[What is needed]:
Reproduce all entries precisely as they are written.

+ + + +

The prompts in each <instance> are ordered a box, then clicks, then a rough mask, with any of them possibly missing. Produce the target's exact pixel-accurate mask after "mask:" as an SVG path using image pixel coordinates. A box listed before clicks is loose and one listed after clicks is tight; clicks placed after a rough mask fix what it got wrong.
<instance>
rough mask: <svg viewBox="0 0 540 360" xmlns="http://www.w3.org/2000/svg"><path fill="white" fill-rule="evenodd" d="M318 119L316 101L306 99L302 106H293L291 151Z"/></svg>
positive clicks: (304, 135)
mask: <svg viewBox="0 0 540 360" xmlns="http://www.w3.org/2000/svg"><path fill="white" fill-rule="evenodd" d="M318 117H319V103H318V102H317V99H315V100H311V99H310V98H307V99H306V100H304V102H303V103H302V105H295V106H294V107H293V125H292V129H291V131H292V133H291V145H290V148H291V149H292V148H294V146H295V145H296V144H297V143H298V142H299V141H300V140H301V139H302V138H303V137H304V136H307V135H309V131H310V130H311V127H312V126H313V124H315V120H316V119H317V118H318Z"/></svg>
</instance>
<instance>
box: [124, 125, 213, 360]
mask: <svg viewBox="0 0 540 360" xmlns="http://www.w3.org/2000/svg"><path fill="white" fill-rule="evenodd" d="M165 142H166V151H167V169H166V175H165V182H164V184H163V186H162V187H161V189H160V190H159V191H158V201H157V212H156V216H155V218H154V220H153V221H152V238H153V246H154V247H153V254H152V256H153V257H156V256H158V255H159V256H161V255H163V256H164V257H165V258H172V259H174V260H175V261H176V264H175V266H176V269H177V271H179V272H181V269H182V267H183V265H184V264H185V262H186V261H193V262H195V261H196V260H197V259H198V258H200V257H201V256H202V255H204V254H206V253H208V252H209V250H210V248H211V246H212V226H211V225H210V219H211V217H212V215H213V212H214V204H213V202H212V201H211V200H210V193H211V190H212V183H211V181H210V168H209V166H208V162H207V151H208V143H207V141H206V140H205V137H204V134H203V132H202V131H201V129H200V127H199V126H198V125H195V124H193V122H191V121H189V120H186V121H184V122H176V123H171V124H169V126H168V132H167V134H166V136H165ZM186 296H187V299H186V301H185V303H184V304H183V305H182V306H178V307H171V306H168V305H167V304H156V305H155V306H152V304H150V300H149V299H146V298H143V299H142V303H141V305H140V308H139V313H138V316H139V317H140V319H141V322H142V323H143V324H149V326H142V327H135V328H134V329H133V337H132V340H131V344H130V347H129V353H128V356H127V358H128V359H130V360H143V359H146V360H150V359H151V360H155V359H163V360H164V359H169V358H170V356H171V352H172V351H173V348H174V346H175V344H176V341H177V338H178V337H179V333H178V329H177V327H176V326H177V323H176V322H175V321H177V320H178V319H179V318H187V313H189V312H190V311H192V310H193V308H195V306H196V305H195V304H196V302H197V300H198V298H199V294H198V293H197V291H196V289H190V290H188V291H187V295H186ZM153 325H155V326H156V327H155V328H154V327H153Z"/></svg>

+ + + +

[Answer section]:
The prompts in each <instance> are ordered a box, then clicks, then a rough mask, with any of them possibly missing. Produce the target's exact pixel-accurate mask after "mask:" as an SVG path using image pixel coordinates. A box listed before clicks is loose and one listed after clicks is tight; clicks placed after a rough mask fix what it got wrong.
<instance>
rough mask: <svg viewBox="0 0 540 360" xmlns="http://www.w3.org/2000/svg"><path fill="white" fill-rule="evenodd" d="M318 119L316 101L306 99L302 106H293L291 151Z"/></svg>
positive clicks: (304, 135)
mask: <svg viewBox="0 0 540 360" xmlns="http://www.w3.org/2000/svg"><path fill="white" fill-rule="evenodd" d="M318 117H319V103H318V102H317V99H315V100H311V99H310V98H307V99H306V100H304V102H303V103H302V105H295V106H294V107H293V125H292V129H291V131H292V133H291V145H290V148H291V149H292V148H294V146H295V145H296V144H297V143H298V142H299V141H300V140H301V139H302V138H303V137H304V136H307V135H309V131H310V130H311V127H312V126H313V124H315V120H316V119H317V118H318Z"/></svg>
</instance>
<instance>
box: [124, 125, 213, 360]
mask: <svg viewBox="0 0 540 360" xmlns="http://www.w3.org/2000/svg"><path fill="white" fill-rule="evenodd" d="M165 142H166V151H167V169H166V175H165V182H164V184H163V186H162V187H161V189H160V190H159V191H158V201H157V212H156V216H155V218H154V220H153V221H152V238H153V246H154V247H153V254H152V256H153V257H156V256H158V255H159V256H161V255H163V256H164V257H165V258H172V259H174V260H175V261H176V264H175V266H176V269H177V271H179V272H181V269H182V267H183V265H184V264H185V262H186V261H193V262H195V261H196V260H197V259H198V258H200V257H201V256H202V255H204V254H206V253H208V252H209V250H210V248H211V246H212V226H211V225H210V219H211V217H212V215H213V212H214V204H213V202H212V201H211V200H210V193H211V190H212V183H211V181H210V168H209V166H208V162H207V151H208V143H207V141H206V140H205V137H204V134H203V132H202V131H201V129H200V127H199V126H198V125H195V124H193V122H191V121H189V120H186V121H184V122H176V123H171V124H169V126H168V132H167V134H166V136H165ZM186 296H187V299H186V301H185V303H184V304H183V305H182V306H178V307H171V306H168V305H167V304H156V305H155V306H152V304H150V300H149V299H146V298H143V299H142V303H141V305H140V308H139V313H138V316H139V317H140V319H141V322H142V323H143V324H149V326H142V327H135V328H134V329H133V337H132V340H131V344H130V347H129V353H128V356H127V358H128V359H130V360H143V359H146V360H150V359H151V360H155V359H163V360H164V359H169V358H170V356H171V352H172V351H173V348H174V346H175V344H176V341H177V338H178V337H179V333H178V329H177V327H176V326H177V323H176V322H175V321H177V320H178V319H179V318H187V313H189V312H190V311H192V310H193V308H195V306H196V305H195V304H196V302H197V300H198V298H199V294H198V293H197V291H196V289H190V290H188V291H187V295H186ZM153 325H155V326H156V327H155V328H154V327H153Z"/></svg>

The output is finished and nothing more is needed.